◆ PROMPT: Make a word-for-word copy of the entries below from their first line through the line with "Target: green grass", and add nothing.

◆ DATA:
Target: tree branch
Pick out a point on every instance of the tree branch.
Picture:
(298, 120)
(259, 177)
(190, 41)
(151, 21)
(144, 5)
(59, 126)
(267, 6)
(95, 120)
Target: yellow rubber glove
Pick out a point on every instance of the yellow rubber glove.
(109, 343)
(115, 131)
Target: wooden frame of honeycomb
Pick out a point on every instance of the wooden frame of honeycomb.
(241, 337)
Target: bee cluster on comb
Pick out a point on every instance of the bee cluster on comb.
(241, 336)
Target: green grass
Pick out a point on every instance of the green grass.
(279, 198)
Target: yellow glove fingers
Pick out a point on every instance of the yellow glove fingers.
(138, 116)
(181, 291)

◆ ANSWER BOX:
Target: tree branch
Pick out a point on every instance of the tree branch.
Picture:
(298, 120)
(259, 177)
(190, 41)
(151, 21)
(144, 5)
(59, 126)
(267, 6)
(95, 120)
Target: yellow rubber glove
Pick out a point on every instance of the yellow rubber glove.
(109, 343)
(115, 131)
Target: wooden frame of honeycomb
Pick out a point on every instance of the wooden frame of honeycomb.
(241, 337)
Target: bee cluster on comb
Pick out a point on every instance of the bee cluster on comb.
(241, 336)
Target: green grass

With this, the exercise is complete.